■ OBJETIVO ■
Reproduza fielmente o trecho do texto sobre o livro O Quadrado de Pirro que vai de "E aquilo que" até "botadas de Cristalsanto.".

O Quadrado de Pirro

Segundo a alemã Mirna, esposa do Sr. Gorshe Grannam, comerciante alemão radicado em Maruim nos idos de 1853, um “professor só era importante para ensinar a linguagem e a base das ciências exatas, ademais eram inúteis, corrompidos, sempre a interpretarem os textos de forma pessoal, incutindo nos alunos, o pensamento reputado em seus juízos”.

Amiga dos livros, a Senhora Grannam “admirava a criatividade, o gesto, as atitudes reverentes, a música, as artes,…”

Mirna Grannam seria a personalidade feminina mais notável e destacável de “O Quadrado de Pirro”, excelente ficção de Renato Conde Garcia, não fosse logo esquecida em página e meia, talvez, por obra e trama de Cristalsanto, personagem mais reptado, por final, espécie de vilão, rufião e espadarte, uma encarnação do Diabo, ou seu corifeu embaixador.

O livro de Renato Garcia.

E aquilo que seria ensaio; o quadrado do Engenheiro Pirro no traçado de Aracaju, dá lugar a uma ficção lírica, permeando o fantástico realismo, onde o autor revela seu conhecimento dos utensílios do agir náutico, simpatias que se estendem às dissertações de lutas marciais, tendo o mote da capoeira baiana como fundo, temperado em vasto receituário de coco e dendê, e externando, a todo instante, uma densa preocupação com a preservação e conservação do meio ambiente.

Quanto ao Quadrado de Pirro, este fica no epílogo do livro, como se houvesse um despertar de sobriedade frente às armadas e às botadas de Cristalsanto.

Porque desde o princípio, o diabo, a luxúria e a cupidez assacam e atentam os personagens abaixo do equador. Desde João Afonso de Braga, que em viagem de Lisboa, trazendo seu filho Pedro, dirige-se às terras de Sergipe, em demanda do Engenho Baraúna, em Maruim, glebas sem fim adquiridas por sesmaria ou posse do mais forte.

A viagem de pai e filho fora uma espécie de autopunição pela morte sofrida de esposa e mãe, e porque desejavam desbravar terras, arregaçar mangas. Um plano estimulado pelo rico parente, Francisco Ferraz, capitalista sagaz que desejava ampliar negócios nos brasis e nunca ousara cruzar o Atlântico.

■ MATERIAL FORNECIDO ■
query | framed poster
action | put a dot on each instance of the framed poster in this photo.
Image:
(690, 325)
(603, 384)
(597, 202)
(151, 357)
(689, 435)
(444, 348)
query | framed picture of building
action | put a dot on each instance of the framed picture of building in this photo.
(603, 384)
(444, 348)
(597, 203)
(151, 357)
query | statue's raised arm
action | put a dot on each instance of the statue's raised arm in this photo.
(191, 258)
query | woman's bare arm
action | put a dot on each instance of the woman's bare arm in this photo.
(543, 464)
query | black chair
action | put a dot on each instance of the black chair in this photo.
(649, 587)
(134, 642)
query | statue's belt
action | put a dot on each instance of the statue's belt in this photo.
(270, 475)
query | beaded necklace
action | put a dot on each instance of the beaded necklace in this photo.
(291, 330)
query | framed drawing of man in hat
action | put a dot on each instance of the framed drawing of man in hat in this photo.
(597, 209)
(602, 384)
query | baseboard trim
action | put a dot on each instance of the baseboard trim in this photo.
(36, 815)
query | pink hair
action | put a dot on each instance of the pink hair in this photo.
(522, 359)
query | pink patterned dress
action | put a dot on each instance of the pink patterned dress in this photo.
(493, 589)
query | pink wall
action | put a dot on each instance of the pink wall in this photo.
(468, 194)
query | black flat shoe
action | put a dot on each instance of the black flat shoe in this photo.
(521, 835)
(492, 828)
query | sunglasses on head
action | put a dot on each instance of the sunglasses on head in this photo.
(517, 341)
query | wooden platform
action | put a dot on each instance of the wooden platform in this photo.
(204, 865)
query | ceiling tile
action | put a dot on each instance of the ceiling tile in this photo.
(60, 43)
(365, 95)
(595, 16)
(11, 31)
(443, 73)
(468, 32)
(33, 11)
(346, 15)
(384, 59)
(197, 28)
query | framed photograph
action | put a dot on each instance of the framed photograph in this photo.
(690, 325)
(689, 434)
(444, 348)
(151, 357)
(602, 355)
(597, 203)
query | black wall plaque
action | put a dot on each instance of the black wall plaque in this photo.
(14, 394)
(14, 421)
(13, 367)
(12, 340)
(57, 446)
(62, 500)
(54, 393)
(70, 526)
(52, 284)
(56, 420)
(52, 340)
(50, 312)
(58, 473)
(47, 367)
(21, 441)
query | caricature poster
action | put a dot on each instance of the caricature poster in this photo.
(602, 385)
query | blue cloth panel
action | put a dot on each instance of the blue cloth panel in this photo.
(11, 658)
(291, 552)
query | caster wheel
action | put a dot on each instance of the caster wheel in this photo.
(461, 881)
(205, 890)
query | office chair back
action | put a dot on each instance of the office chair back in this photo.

■ RESULTADO DO EXERCÍCIO ■
E aquilo que seria ensaio; o quadrado do Engenheiro Pirro no traçado de Aracaju, dá lugar a uma ficção lírica, permeando o fantástico realismo, onde o autor revela seu conhecimento dos utensílios do agir náutico, simpatias que se estendem às dissertações de lutas marciais, tendo o mote da capoeira baiana como fundo, temperado em vasto receituário de coco e dendê, e externando, a todo instante, uma densa preocupação com a preservação e conservação do meio ambiente.

Quanto ao Quadrado de Pirro, este fica no epílogo do livro, como se houvesse um despertar de sobriedade frente às armadas e às botadas de Cristalsanto.